İstenen görev A:
Aşağıdaki fesihte ispat yükü ve geçersiz feshin sonuçları konulu alıntıyı baştan sona, tek harfini değiştirmeden tekrar yazın.

Alıntı:
= = =
Yargıtay kararlarında özellikle işçinin sendikal nedenle fesih olduğu iddiasında bu durum ortaya çıkmaktadır. İşçi, işverenin ileri sürdüğü fesih nedeninin gerçek fesih nedeni olmadığını, asıl nedenin sendikal faaliyet olduğunu iddia ettiğinde, bunu ispatlamakla yükümlü olacaktır. “4857 sayılı İş Kanunu’nun 20/2. maddesi uyarınca ‘feshin geçerli bir sebebe dayandığını ispat yükümlülüğü işverene aittir.’ İşçi fesihte sebep gösterilmediği veya gösterilen sebebin geçerli olmadığı iddiasında bulunacaktır. İspat yükü ise işverendedir. İşçi, feshin başka bir sebebe dayandığını iddia etmesi durumunda, bu iddiasını ispatlamakla yükümlüdür.(m 20/f.2 ) İşçinin feshin başka bir sebebe dayandığını ispat etmesi ve bunu ispatlaması, işverenin geçerli fesihle ispat yükünü ortadan kaldırmaz.

Gerek işverenin geçerli varlığı gerekse işverenin gösterdiği sebep dışında bir sebebe dayanıldığının ileri sürülmesi durumunda bu vakıalar bir hukuki işlem olmadığından takdiri delillerle ispatı mümkündür.”[15]



Geçersiz Nedenle Yapılan Feshin Sonuçları


İş Kanunu’nun 21. maddesi “Geçersiz sebeple yapılan feshin sonuçları” başlığı ile şöyle düzenlenmiştir:

“İşverence geçerli sebep gösterilmediği veya gösterilen sebebin geçerli olmadığı mahkemece veya özel hakem tarafından tespit edilerek feshin geçersizliğine karar verildiğinde, işveren, işçiyi bir ay içinde işe başlatmak zorundadır. İşçiyi başvurusu üzerine işveren bir ay içinde işe başlatmaz ise, işçiye en az dört aylık ve en çok sekiz aylık ücreti tutarında tazminat ödemekle yükümlü olur.
= = =
Verilen veriler:
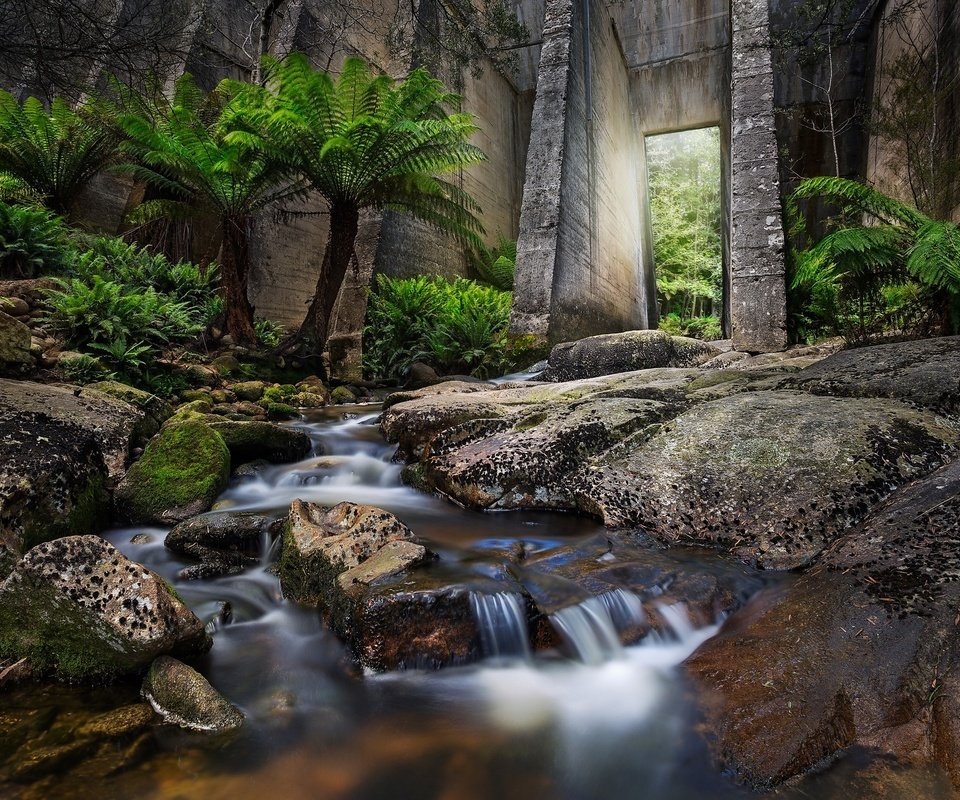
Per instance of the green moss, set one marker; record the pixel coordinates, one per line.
(277, 411)
(342, 395)
(185, 467)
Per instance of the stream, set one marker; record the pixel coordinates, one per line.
(591, 719)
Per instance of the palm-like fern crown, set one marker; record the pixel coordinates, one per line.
(898, 237)
(364, 141)
(182, 147)
(48, 156)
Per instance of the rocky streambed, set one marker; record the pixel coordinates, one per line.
(805, 505)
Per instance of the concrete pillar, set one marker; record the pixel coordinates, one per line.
(758, 303)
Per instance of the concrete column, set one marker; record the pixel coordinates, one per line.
(758, 303)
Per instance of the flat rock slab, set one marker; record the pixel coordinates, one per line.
(77, 607)
(863, 650)
(925, 372)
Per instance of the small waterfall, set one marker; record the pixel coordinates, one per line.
(502, 621)
(588, 629)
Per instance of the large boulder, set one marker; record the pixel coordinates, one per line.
(321, 543)
(772, 477)
(862, 651)
(182, 696)
(15, 354)
(179, 475)
(60, 448)
(155, 409)
(223, 542)
(925, 372)
(249, 441)
(624, 352)
(77, 607)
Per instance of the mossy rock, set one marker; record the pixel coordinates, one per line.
(180, 475)
(249, 390)
(250, 441)
(281, 411)
(78, 608)
(342, 395)
(156, 410)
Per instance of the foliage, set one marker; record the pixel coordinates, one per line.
(47, 156)
(185, 151)
(707, 328)
(457, 327)
(32, 242)
(882, 266)
(684, 180)
(495, 265)
(363, 142)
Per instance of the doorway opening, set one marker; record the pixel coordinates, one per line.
(686, 215)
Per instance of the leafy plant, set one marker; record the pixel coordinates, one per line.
(49, 155)
(364, 142)
(495, 265)
(882, 265)
(457, 327)
(32, 242)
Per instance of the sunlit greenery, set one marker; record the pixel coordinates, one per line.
(684, 182)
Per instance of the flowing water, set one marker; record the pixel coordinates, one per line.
(590, 719)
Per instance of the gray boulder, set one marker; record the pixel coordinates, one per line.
(624, 352)
(80, 609)
(182, 696)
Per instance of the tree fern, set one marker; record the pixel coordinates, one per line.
(48, 155)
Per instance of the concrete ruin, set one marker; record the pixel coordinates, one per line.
(566, 133)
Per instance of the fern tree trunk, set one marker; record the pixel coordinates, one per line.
(234, 269)
(344, 223)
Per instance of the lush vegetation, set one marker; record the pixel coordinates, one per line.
(457, 328)
(881, 268)
(684, 181)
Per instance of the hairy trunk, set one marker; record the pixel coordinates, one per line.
(344, 221)
(234, 266)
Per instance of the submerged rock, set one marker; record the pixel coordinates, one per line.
(77, 607)
(179, 475)
(624, 352)
(248, 441)
(864, 650)
(182, 696)
(223, 541)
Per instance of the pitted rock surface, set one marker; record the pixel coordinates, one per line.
(773, 477)
(77, 606)
(321, 543)
(925, 372)
(624, 352)
(864, 650)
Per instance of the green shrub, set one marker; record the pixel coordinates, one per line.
(32, 242)
(707, 328)
(457, 327)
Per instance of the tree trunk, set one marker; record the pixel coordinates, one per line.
(234, 266)
(344, 222)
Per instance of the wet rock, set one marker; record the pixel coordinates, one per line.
(15, 356)
(319, 544)
(155, 409)
(76, 606)
(179, 475)
(862, 651)
(772, 477)
(250, 391)
(530, 464)
(224, 542)
(925, 372)
(623, 352)
(182, 696)
(248, 441)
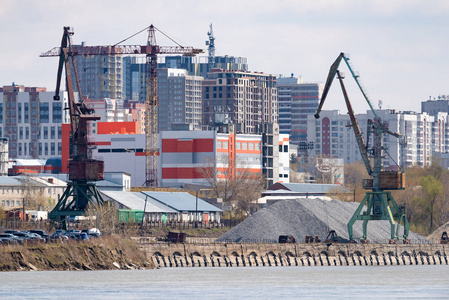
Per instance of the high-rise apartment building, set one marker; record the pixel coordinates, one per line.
(297, 100)
(199, 65)
(134, 78)
(423, 135)
(247, 99)
(433, 107)
(134, 70)
(100, 76)
(179, 99)
(31, 120)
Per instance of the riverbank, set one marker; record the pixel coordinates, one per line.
(310, 254)
(105, 253)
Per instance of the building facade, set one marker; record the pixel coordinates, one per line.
(297, 100)
(247, 99)
(100, 76)
(422, 134)
(31, 121)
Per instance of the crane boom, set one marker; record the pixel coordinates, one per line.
(123, 50)
(151, 50)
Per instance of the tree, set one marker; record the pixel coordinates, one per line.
(432, 191)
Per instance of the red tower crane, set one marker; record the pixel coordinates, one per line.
(151, 50)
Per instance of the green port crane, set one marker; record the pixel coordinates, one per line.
(380, 204)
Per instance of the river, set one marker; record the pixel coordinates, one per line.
(362, 282)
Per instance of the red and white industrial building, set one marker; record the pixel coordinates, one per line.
(183, 153)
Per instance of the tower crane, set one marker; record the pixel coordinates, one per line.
(83, 170)
(151, 50)
(380, 204)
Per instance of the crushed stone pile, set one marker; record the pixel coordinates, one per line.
(308, 216)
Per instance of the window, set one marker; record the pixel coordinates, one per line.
(19, 112)
(26, 112)
(44, 112)
(57, 112)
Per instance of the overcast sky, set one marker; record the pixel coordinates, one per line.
(399, 47)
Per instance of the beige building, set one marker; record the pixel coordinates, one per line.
(33, 191)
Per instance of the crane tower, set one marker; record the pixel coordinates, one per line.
(151, 50)
(380, 204)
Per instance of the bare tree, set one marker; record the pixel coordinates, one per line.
(234, 182)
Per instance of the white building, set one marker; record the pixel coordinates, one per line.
(31, 120)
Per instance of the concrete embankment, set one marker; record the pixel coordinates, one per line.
(108, 253)
(250, 255)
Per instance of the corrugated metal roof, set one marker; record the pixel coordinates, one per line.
(137, 201)
(181, 201)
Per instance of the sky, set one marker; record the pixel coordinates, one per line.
(399, 48)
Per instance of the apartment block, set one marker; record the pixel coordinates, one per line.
(246, 99)
(297, 100)
(31, 121)
(100, 76)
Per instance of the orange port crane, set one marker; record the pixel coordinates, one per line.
(151, 50)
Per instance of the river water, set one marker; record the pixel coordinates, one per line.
(362, 282)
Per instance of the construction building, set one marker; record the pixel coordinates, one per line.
(423, 136)
(297, 100)
(436, 105)
(179, 99)
(247, 99)
(31, 121)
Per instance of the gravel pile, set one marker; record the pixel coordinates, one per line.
(307, 216)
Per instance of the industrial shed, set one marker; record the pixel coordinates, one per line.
(285, 191)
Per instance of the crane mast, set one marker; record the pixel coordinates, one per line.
(151, 50)
(380, 202)
(83, 170)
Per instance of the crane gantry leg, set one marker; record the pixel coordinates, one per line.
(380, 206)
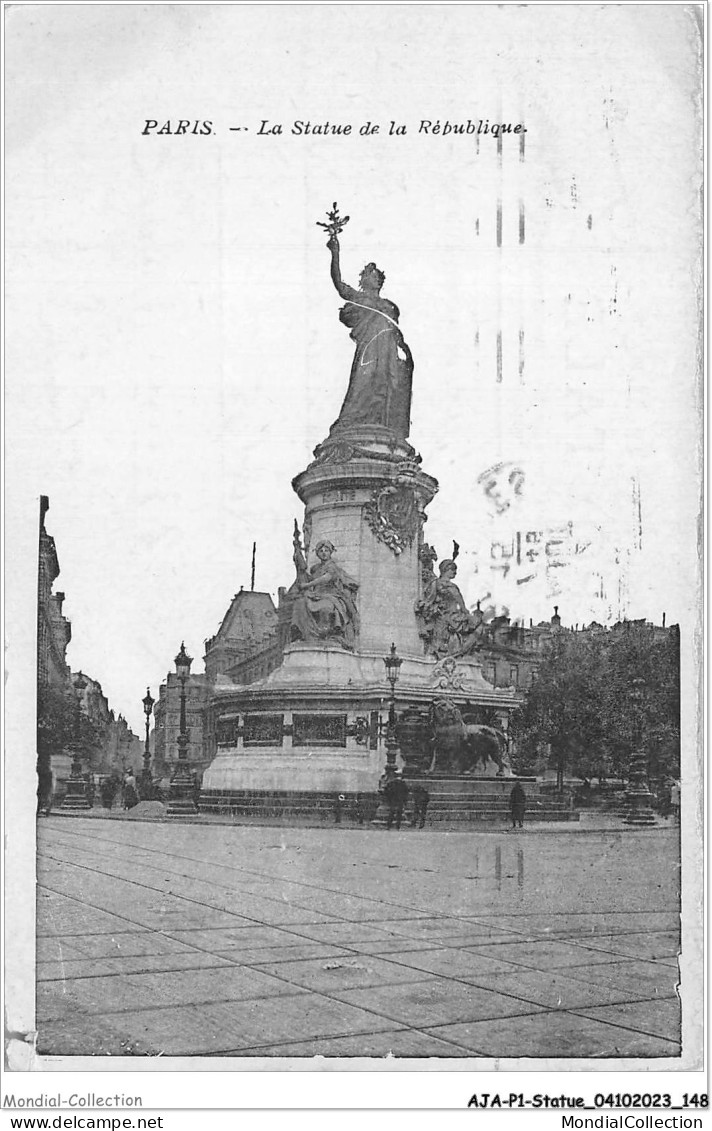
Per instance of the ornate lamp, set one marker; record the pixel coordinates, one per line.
(147, 784)
(77, 794)
(181, 799)
(639, 795)
(392, 670)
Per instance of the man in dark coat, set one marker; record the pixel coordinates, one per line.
(396, 792)
(518, 804)
(420, 799)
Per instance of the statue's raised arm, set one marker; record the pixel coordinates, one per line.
(380, 386)
(344, 290)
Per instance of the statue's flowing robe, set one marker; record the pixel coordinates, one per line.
(380, 386)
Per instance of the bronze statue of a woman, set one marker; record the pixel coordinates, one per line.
(380, 387)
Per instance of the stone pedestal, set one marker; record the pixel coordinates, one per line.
(317, 724)
(366, 493)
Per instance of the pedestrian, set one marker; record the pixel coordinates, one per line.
(675, 802)
(518, 804)
(45, 788)
(130, 796)
(420, 799)
(396, 792)
(358, 810)
(109, 792)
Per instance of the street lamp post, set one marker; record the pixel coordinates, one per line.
(392, 671)
(181, 797)
(77, 794)
(147, 783)
(639, 796)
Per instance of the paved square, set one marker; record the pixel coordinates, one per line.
(188, 939)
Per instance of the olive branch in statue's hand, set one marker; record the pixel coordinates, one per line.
(335, 225)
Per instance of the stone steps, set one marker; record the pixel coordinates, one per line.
(446, 805)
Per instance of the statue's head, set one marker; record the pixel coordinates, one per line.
(324, 550)
(371, 278)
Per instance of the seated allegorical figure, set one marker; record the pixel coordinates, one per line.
(445, 623)
(324, 598)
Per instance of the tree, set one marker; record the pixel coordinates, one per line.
(561, 714)
(580, 708)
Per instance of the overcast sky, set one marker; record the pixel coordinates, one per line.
(174, 352)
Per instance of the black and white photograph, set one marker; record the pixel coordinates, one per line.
(354, 561)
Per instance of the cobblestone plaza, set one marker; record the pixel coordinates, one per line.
(244, 941)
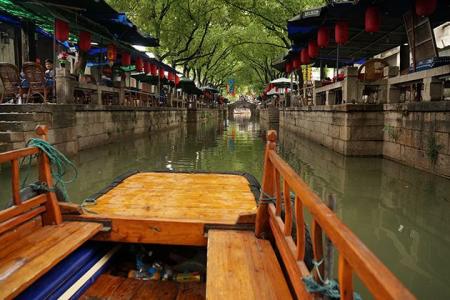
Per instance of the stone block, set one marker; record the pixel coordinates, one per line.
(442, 166)
(344, 133)
(366, 133)
(392, 150)
(60, 135)
(8, 137)
(443, 139)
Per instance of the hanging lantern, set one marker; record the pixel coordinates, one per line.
(425, 7)
(304, 57)
(139, 64)
(288, 67)
(126, 59)
(84, 41)
(153, 70)
(341, 32)
(147, 68)
(313, 50)
(372, 19)
(61, 30)
(323, 37)
(111, 52)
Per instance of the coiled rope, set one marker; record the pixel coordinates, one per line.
(60, 165)
(328, 287)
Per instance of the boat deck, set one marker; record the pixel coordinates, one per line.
(114, 287)
(173, 208)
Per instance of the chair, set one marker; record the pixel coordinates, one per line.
(35, 75)
(369, 72)
(372, 70)
(9, 75)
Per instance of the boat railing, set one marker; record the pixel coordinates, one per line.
(280, 183)
(25, 209)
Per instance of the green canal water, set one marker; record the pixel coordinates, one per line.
(401, 214)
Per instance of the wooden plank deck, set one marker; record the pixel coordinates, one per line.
(115, 288)
(240, 266)
(25, 260)
(204, 198)
(172, 208)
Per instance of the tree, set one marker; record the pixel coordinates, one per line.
(213, 41)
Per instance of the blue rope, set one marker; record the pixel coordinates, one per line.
(329, 287)
(60, 167)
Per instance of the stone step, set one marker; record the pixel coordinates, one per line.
(16, 117)
(5, 147)
(16, 126)
(30, 116)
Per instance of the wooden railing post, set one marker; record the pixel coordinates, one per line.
(268, 187)
(52, 215)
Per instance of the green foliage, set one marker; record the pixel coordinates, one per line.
(392, 132)
(433, 149)
(213, 41)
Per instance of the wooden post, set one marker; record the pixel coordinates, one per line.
(268, 185)
(52, 215)
(329, 263)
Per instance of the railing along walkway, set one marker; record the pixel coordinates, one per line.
(354, 257)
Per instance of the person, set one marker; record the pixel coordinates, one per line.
(49, 73)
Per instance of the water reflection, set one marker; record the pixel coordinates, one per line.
(402, 214)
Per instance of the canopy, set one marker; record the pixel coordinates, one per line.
(282, 82)
(304, 27)
(188, 86)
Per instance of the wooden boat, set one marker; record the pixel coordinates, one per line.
(251, 249)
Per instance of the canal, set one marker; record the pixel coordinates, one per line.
(402, 214)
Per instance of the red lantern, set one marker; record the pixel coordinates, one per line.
(341, 32)
(425, 7)
(139, 64)
(61, 30)
(84, 41)
(304, 57)
(126, 59)
(372, 19)
(147, 68)
(296, 63)
(153, 70)
(288, 67)
(323, 37)
(313, 50)
(111, 52)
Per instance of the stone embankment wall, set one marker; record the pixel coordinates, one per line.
(73, 128)
(347, 129)
(269, 115)
(415, 134)
(418, 135)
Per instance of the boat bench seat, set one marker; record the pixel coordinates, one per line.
(241, 266)
(30, 250)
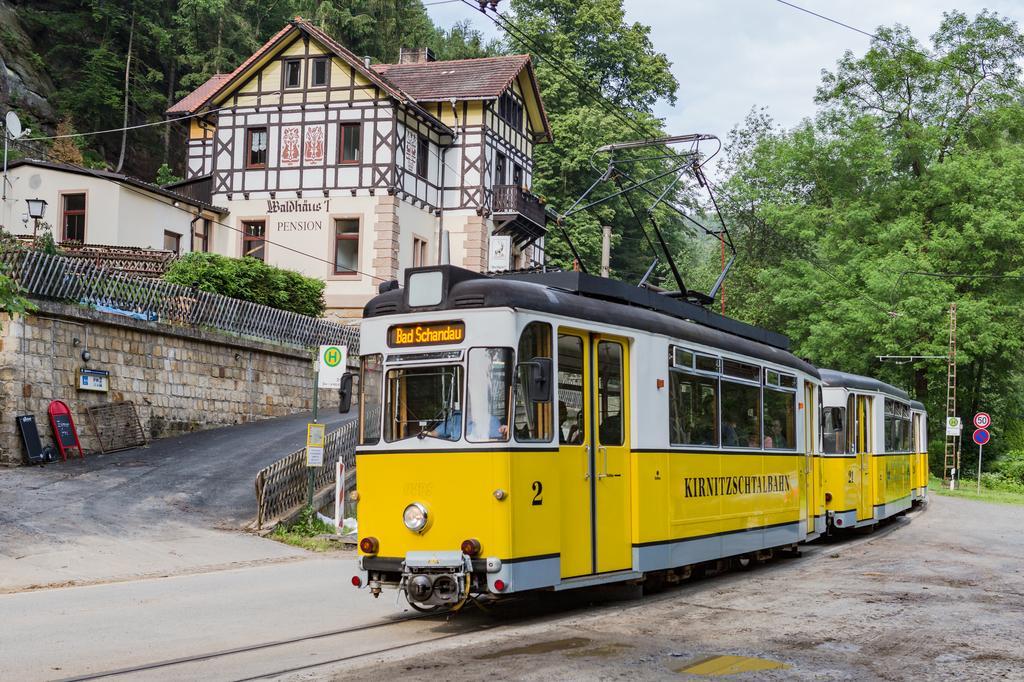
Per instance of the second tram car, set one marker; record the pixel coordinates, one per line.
(873, 450)
(559, 430)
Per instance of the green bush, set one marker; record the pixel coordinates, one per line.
(249, 280)
(1011, 466)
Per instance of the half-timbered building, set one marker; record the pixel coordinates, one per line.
(352, 171)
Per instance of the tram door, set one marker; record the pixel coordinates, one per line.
(865, 508)
(810, 498)
(610, 423)
(574, 441)
(593, 402)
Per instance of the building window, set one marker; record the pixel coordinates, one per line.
(256, 147)
(73, 217)
(419, 252)
(318, 73)
(510, 109)
(422, 156)
(501, 169)
(254, 240)
(172, 242)
(201, 236)
(293, 73)
(346, 246)
(349, 142)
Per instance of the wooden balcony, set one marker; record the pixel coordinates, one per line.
(518, 213)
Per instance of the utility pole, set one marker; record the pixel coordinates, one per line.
(950, 462)
(605, 250)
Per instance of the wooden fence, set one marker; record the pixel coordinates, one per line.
(78, 281)
(281, 487)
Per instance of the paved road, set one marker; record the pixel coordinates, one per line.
(147, 511)
(932, 596)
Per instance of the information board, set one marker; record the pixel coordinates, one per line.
(333, 363)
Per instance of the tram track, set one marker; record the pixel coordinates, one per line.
(276, 658)
(179, 667)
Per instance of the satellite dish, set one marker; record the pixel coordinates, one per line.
(13, 125)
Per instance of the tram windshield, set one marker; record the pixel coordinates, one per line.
(430, 401)
(423, 401)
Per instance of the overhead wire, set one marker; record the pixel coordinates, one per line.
(598, 97)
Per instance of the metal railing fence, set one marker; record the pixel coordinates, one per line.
(281, 487)
(77, 281)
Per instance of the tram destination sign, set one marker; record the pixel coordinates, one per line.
(431, 334)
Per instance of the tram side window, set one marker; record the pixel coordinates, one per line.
(570, 390)
(780, 419)
(834, 430)
(609, 393)
(534, 421)
(740, 415)
(423, 401)
(487, 394)
(692, 410)
(371, 386)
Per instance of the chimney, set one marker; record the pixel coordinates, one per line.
(415, 55)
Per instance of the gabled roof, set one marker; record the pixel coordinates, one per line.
(198, 97)
(216, 92)
(483, 78)
(117, 177)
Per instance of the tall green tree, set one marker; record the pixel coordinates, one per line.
(914, 164)
(591, 62)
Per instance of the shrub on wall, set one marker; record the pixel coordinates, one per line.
(249, 280)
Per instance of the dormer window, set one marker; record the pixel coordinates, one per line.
(293, 73)
(318, 72)
(510, 109)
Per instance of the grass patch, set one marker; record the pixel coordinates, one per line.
(304, 531)
(969, 489)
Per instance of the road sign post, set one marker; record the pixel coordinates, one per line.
(311, 470)
(981, 436)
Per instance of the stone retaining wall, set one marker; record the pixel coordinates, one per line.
(180, 379)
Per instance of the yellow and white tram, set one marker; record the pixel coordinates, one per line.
(558, 430)
(873, 450)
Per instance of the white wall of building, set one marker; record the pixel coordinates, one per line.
(115, 215)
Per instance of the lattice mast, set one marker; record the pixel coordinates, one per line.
(951, 459)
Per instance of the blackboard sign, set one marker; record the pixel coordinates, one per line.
(30, 437)
(64, 429)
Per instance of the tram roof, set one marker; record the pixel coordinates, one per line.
(598, 299)
(837, 379)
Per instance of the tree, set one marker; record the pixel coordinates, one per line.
(166, 176)
(600, 78)
(914, 163)
(67, 150)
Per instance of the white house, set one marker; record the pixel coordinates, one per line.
(96, 207)
(350, 172)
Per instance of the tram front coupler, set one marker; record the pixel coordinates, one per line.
(435, 579)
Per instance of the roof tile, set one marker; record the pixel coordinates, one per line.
(482, 78)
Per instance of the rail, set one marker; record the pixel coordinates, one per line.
(281, 487)
(78, 281)
(513, 199)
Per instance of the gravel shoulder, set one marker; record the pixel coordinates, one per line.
(935, 595)
(173, 507)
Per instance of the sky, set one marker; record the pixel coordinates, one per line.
(730, 55)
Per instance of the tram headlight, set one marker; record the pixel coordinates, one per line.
(415, 517)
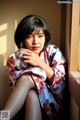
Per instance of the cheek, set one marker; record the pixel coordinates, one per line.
(27, 43)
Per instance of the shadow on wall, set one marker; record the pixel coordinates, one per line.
(4, 86)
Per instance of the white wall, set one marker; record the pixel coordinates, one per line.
(11, 12)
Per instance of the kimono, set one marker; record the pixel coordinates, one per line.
(50, 94)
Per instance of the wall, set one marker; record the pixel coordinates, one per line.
(11, 12)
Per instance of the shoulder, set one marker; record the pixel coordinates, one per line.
(52, 48)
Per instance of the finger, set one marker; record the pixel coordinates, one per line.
(25, 57)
= = =
İstenen görev B:
Kayıtlarda "Per instance of the shadow" ifadesinin geçtiği satırdan başlayın ve kayıtların son satırından sonra durun. Bu aralıktaki bütün satırları, yönerge satırları da dahil olmak üzere yeniden yazın ve cevaplardaki her piksel koordinatı değerine -29 ekleyin; yalnızca bu satırları verin.

Tam çıktı A:
Yargıtay kararlarında özellikle işçinin sendikal nedenle fesih olduğu iddiasında bu durum ortaya çıkmaktadır. İşçi, işverenin ileri sürdüğü fesih nedeninin gerçek fesih nedeni olmadığını, asıl nedenin sendikal faaliyet olduğunu iddia ettiğinde, bunu ispatlamakla yükümlü olacaktır. “4857 sayılı İş Kanunu’nun 20/2. maddesi uyarınca ‘feshin geçerli bir sebebe dayandığını ispat yükümlülüğü işverene aittir.’ İşçi fesihte sebep gösterilmediği veya gösterilen sebebin geçerli olmadığı iddiasında bulunacaktır. İspat yükü ise işverendedir. İşçi, feshin başka bir sebebe dayandığını iddia etmesi durumunda, bu iddiasını ispatlamakla yükümlüdür.(m 20/f.2 ) İşçinin feshin başka bir sebebe dayandığını ispat etmesi ve bunu ispatlaması, işverenin geçerli fesihle ispat yükünü ortadan kaldırmaz.

Gerek işverenin geçerli varlığı gerekse işverenin gösterdiği sebep dışında bir sebebe dayanıldığının ileri sürülmesi durumunda bu vakıalar bir hukuki işlem olmadığından takdiri delillerle ispatı mümkündür.”[15]



Geçersiz Nedenle Yapılan Feshin Sonuçları


İş Kanunu’nun 21. maddesi “Geçersiz sebeple yapılan feshin sonuçları” başlığı ile şöyle düzenlenmiştir:

“İşverence geçerli sebep gösterilmediği veya gösterilen sebebin geçerli olmadığı mahkemece veya özel hakem tarafından tespit edilerek feshin geçersizliğine karar verildiğinde, işveren, işçiyi bir ay içinde işe başlatmak zorundadır. İşçiyi başvurusu üzerine işveren bir ay içinde işe başlatmaz ise, işçiye en az dört aylık ve en çok sekiz aylık ücreti tutarında tazminat ödemekle yükümlü olur.

Tam çıktı B:
Per instance of the shadow on wall, set one marker; record the pixel coordinates, one per line.
(-25, 57)
Per instance of the white wall, set one marker; record the pixel coordinates, one per line.
(-18, -17)
Per instance of the kimono, set one marker; record the pixel coordinates, one per line.
(21, 65)
Per instance of the wall, set one marker; record the pixel coordinates, one per line.
(-18, -17)
Per instance of the shoulder, set one marker; record the pixel coordinates, one per line.
(23, 19)
Per instance of the finger, set one marker; record the pixel coordinates, one per line.
(-4, 28)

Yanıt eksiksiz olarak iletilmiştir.